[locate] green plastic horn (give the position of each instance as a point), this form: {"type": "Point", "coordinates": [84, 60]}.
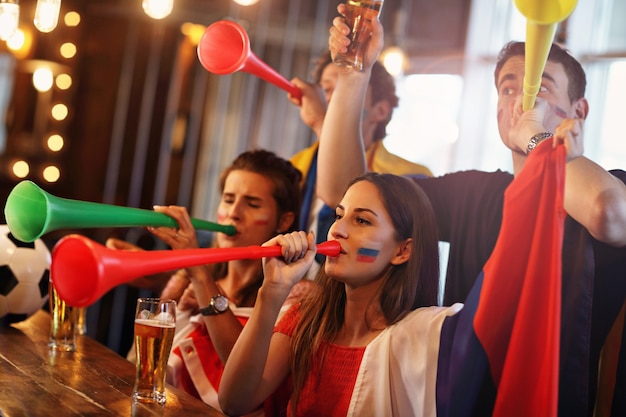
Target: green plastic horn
{"type": "Point", "coordinates": [30, 212]}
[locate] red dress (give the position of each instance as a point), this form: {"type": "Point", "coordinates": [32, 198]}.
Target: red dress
{"type": "Point", "coordinates": [328, 388]}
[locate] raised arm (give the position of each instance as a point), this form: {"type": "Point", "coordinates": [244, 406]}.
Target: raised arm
{"type": "Point", "coordinates": [593, 196]}
{"type": "Point", "coordinates": [341, 154]}
{"type": "Point", "coordinates": [225, 328]}
{"type": "Point", "coordinates": [259, 361]}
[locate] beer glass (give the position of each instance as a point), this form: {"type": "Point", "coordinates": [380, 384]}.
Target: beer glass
{"type": "Point", "coordinates": [81, 321]}
{"type": "Point", "coordinates": [155, 323]}
{"type": "Point", "coordinates": [359, 15]}
{"type": "Point", "coordinates": [63, 323]}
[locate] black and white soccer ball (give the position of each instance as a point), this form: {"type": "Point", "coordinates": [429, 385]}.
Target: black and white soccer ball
{"type": "Point", "coordinates": [24, 277]}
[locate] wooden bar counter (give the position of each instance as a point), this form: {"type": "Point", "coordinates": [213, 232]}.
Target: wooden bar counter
{"type": "Point", "coordinates": [93, 381]}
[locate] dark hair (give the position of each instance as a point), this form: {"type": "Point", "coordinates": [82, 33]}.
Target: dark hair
{"type": "Point", "coordinates": [285, 177]}
{"type": "Point", "coordinates": [382, 87]}
{"type": "Point", "coordinates": [408, 286]}
{"type": "Point", "coordinates": [286, 192]}
{"type": "Point", "coordinates": [577, 81]}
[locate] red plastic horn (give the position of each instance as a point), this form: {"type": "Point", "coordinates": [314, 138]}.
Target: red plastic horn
{"type": "Point", "coordinates": [83, 270]}
{"type": "Point", "coordinates": [224, 48]}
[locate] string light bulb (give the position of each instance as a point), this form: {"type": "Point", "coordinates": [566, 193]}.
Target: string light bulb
{"type": "Point", "coordinates": [9, 18]}
{"type": "Point", "coordinates": [158, 9]}
{"type": "Point", "coordinates": [47, 15]}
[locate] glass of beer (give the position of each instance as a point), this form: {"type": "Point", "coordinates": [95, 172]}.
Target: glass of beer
{"type": "Point", "coordinates": [155, 323]}
{"type": "Point", "coordinates": [62, 324]}
{"type": "Point", "coordinates": [359, 15]}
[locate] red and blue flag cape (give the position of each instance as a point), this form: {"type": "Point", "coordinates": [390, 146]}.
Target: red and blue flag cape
{"type": "Point", "coordinates": [500, 355]}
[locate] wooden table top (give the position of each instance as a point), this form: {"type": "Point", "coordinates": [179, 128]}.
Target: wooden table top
{"type": "Point", "coordinates": [93, 381]}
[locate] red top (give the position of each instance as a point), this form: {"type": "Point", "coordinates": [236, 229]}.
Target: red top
{"type": "Point", "coordinates": [328, 388]}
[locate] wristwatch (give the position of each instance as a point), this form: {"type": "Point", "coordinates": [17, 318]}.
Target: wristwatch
{"type": "Point", "coordinates": [535, 140]}
{"type": "Point", "coordinates": [217, 305]}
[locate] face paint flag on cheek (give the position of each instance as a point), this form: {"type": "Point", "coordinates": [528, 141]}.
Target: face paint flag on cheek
{"type": "Point", "coordinates": [367, 255]}
{"type": "Point", "coordinates": [261, 220]}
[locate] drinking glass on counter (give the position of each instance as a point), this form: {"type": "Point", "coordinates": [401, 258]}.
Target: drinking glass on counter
{"type": "Point", "coordinates": [63, 323]}
{"type": "Point", "coordinates": [155, 323]}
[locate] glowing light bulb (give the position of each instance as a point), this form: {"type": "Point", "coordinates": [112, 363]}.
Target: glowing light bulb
{"type": "Point", "coordinates": [43, 79]}
{"type": "Point", "coordinates": [47, 15]}
{"type": "Point", "coordinates": [158, 9]}
{"type": "Point", "coordinates": [51, 173]}
{"type": "Point", "coordinates": [9, 18]}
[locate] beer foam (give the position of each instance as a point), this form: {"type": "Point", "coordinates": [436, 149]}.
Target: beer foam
{"type": "Point", "coordinates": [153, 322]}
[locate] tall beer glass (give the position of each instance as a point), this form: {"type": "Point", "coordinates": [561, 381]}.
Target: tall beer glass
{"type": "Point", "coordinates": [155, 323]}
{"type": "Point", "coordinates": [63, 323]}
{"type": "Point", "coordinates": [359, 15]}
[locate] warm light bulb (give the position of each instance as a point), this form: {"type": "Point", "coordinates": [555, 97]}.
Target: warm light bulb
{"type": "Point", "coordinates": [9, 18]}
{"type": "Point", "coordinates": [158, 9]}
{"type": "Point", "coordinates": [42, 79]}
{"type": "Point", "coordinates": [51, 173]}
{"type": "Point", "coordinates": [20, 169]}
{"type": "Point", "coordinates": [47, 15]}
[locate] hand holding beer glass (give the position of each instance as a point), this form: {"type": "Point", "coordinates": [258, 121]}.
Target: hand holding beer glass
{"type": "Point", "coordinates": [359, 15]}
{"type": "Point", "coordinates": [155, 323]}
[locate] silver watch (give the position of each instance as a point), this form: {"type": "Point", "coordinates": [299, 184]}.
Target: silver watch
{"type": "Point", "coordinates": [217, 305]}
{"type": "Point", "coordinates": [535, 140]}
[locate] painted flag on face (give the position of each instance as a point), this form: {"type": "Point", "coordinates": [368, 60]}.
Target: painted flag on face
{"type": "Point", "coordinates": [367, 255]}
{"type": "Point", "coordinates": [500, 355]}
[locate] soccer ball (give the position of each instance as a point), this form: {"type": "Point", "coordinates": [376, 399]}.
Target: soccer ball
{"type": "Point", "coordinates": [24, 277]}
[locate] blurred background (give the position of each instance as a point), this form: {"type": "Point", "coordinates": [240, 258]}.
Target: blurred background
{"type": "Point", "coordinates": [111, 104]}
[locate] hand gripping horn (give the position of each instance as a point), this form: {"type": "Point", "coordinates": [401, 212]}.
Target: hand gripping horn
{"type": "Point", "coordinates": [542, 17]}
{"type": "Point", "coordinates": [224, 48]}
{"type": "Point", "coordinates": [30, 212]}
{"type": "Point", "coordinates": [82, 270]}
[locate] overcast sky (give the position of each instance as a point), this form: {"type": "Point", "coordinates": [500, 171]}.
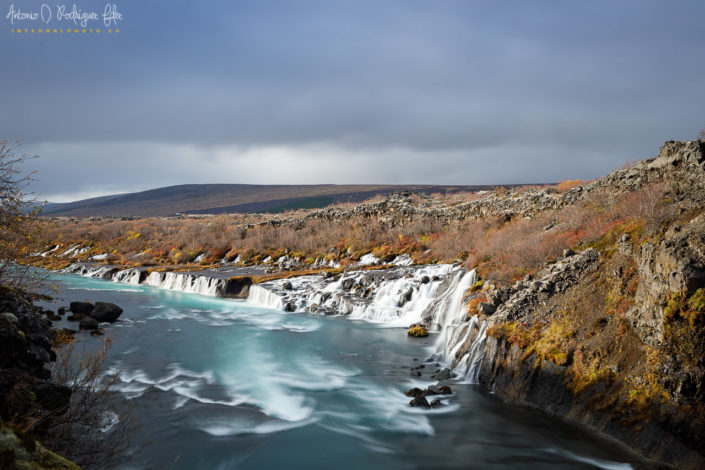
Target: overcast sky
{"type": "Point", "coordinates": [356, 91]}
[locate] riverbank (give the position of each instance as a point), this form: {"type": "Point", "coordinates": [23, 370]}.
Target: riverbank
{"type": "Point", "coordinates": [590, 307]}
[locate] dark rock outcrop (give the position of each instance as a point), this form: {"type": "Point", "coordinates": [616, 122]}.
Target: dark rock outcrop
{"type": "Point", "coordinates": [106, 312]}
{"type": "Point", "coordinates": [81, 308]}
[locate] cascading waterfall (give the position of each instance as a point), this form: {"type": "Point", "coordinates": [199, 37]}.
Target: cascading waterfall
{"type": "Point", "coordinates": [183, 282]}
{"type": "Point", "coordinates": [399, 297]}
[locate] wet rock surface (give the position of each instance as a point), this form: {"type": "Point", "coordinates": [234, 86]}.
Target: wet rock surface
{"type": "Point", "coordinates": [26, 390]}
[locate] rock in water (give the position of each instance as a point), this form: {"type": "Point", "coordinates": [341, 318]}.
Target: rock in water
{"type": "Point", "coordinates": [81, 308]}
{"type": "Point", "coordinates": [105, 311]}
{"type": "Point", "coordinates": [88, 323]}
{"type": "Point", "coordinates": [418, 331]}
{"type": "Point", "coordinates": [420, 401]}
{"type": "Point", "coordinates": [442, 375]}
{"type": "Point", "coordinates": [439, 390]}
{"type": "Point", "coordinates": [414, 392]}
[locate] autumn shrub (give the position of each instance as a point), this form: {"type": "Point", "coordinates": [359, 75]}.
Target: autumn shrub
{"type": "Point", "coordinates": [94, 432]}
{"type": "Point", "coordinates": [566, 185]}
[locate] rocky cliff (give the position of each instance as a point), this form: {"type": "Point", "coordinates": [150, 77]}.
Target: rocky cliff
{"type": "Point", "coordinates": [613, 337]}
{"type": "Point", "coordinates": [28, 398]}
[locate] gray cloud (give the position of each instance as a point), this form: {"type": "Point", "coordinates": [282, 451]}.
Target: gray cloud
{"type": "Point", "coordinates": [483, 92]}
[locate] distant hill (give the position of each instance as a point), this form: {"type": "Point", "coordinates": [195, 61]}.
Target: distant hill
{"type": "Point", "coordinates": [231, 198]}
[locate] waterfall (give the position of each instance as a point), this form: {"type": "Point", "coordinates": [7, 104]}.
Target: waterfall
{"type": "Point", "coordinates": [183, 282]}
{"type": "Point", "coordinates": [398, 297]}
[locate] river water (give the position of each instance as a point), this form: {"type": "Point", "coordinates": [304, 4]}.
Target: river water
{"type": "Point", "coordinates": [225, 384]}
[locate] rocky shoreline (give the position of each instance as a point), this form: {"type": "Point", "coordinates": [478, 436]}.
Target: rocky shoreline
{"type": "Point", "coordinates": [610, 335]}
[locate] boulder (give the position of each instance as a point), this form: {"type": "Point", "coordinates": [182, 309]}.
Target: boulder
{"type": "Point", "coordinates": [106, 312]}
{"type": "Point", "coordinates": [419, 401]}
{"type": "Point", "coordinates": [88, 323]}
{"type": "Point", "coordinates": [417, 331]}
{"type": "Point", "coordinates": [8, 317]}
{"type": "Point", "coordinates": [486, 308]}
{"type": "Point", "coordinates": [81, 308]}
{"type": "Point", "coordinates": [442, 375]}
{"type": "Point", "coordinates": [414, 392]}
{"type": "Point", "coordinates": [439, 390]}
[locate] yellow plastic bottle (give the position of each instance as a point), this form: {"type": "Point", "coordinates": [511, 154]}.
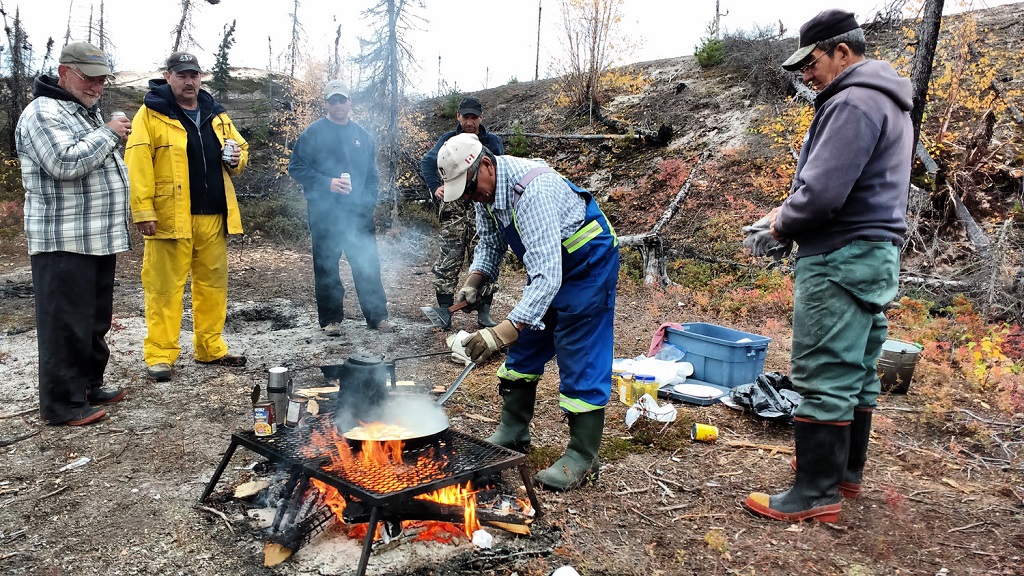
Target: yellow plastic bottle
{"type": "Point", "coordinates": [626, 381]}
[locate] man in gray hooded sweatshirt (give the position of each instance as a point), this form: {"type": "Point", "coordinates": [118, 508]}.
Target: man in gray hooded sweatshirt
{"type": "Point", "coordinates": [846, 213]}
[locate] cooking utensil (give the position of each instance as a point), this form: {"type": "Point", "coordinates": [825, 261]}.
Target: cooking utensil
{"type": "Point", "coordinates": [423, 418]}
{"type": "Point", "coordinates": [448, 394]}
{"type": "Point", "coordinates": [436, 314]}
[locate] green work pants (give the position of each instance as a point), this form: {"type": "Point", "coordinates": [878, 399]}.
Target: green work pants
{"type": "Point", "coordinates": [839, 327]}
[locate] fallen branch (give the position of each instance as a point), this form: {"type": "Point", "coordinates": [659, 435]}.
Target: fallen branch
{"type": "Point", "coordinates": [218, 512]}
{"type": "Point", "coordinates": [649, 243]}
{"type": "Point", "coordinates": [9, 441]}
{"type": "Point", "coordinates": [774, 449]}
{"type": "Point", "coordinates": [54, 493]}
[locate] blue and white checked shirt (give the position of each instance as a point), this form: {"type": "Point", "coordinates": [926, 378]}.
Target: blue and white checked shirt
{"type": "Point", "coordinates": [76, 184]}
{"type": "Point", "coordinates": [547, 213]}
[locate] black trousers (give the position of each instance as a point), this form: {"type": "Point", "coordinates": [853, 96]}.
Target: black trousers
{"type": "Point", "coordinates": [74, 305]}
{"type": "Point", "coordinates": [353, 237]}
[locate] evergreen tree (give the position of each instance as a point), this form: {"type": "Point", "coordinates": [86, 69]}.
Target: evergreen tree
{"type": "Point", "coordinates": [221, 70]}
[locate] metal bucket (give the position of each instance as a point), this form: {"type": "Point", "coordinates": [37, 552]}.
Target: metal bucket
{"type": "Point", "coordinates": [896, 365]}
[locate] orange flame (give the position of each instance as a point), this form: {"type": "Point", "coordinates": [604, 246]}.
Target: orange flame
{"type": "Point", "coordinates": [379, 466]}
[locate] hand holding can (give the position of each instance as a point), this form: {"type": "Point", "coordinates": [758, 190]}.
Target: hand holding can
{"type": "Point", "coordinates": [345, 182]}
{"type": "Point", "coordinates": [120, 124]}
{"type": "Point", "coordinates": [229, 152]}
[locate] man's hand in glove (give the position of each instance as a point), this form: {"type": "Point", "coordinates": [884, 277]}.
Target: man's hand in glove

- [What you need to do]
Repeat precisely the lines of the data starting at the one containing "[locate] black trousers", last line included.

- [Exercise solution]
[locate] black trousers (give the position of each instance as a point), this form: {"type": "Point", "coordinates": [853, 96]}.
Target: black trousers
{"type": "Point", "coordinates": [74, 305]}
{"type": "Point", "coordinates": [353, 237]}
[locate] evergreen tree (give the position of each instance as a point), this form: {"type": "Point", "coordinates": [86, 69]}.
Target: evergreen tree
{"type": "Point", "coordinates": [221, 70]}
[locate] metal bucket (give the position of each instance as a point), this form: {"type": "Point", "coordinates": [37, 552]}.
Target: metal bucket
{"type": "Point", "coordinates": [896, 365]}
[locate] orange flame (give the position of each instance as a point), this form: {"type": "Point", "coordinates": [604, 246]}.
Target: orange flame
{"type": "Point", "coordinates": [379, 466]}
[locate] hand holding can (give the position of each instance as a point), this form: {"type": "Point", "coordinates": [758, 190]}.
Target: hand holding can
{"type": "Point", "coordinates": [345, 182]}
{"type": "Point", "coordinates": [120, 124]}
{"type": "Point", "coordinates": [229, 152]}
[locate] man's hand in glove (give the position of each instance as a point), this form: {"type": "Point", "coordinates": [884, 277]}.
Target: man's hand in glove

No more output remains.